DESCRIPTION OF THE TASK:
Leave the pictures out and print every record below exactly as it stands.

Extracted data entries:
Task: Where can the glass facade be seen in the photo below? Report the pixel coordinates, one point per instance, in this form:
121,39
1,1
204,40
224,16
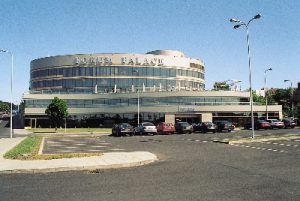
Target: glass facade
84,79
144,101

SOLUTION TO THE EXERCISE:
Task: Where can the glass facade be seen in the photo below? Report the pixel coordinates, one point per instance, in this form:
121,39
1,1
204,40
224,16
Target: glass facade
84,79
144,101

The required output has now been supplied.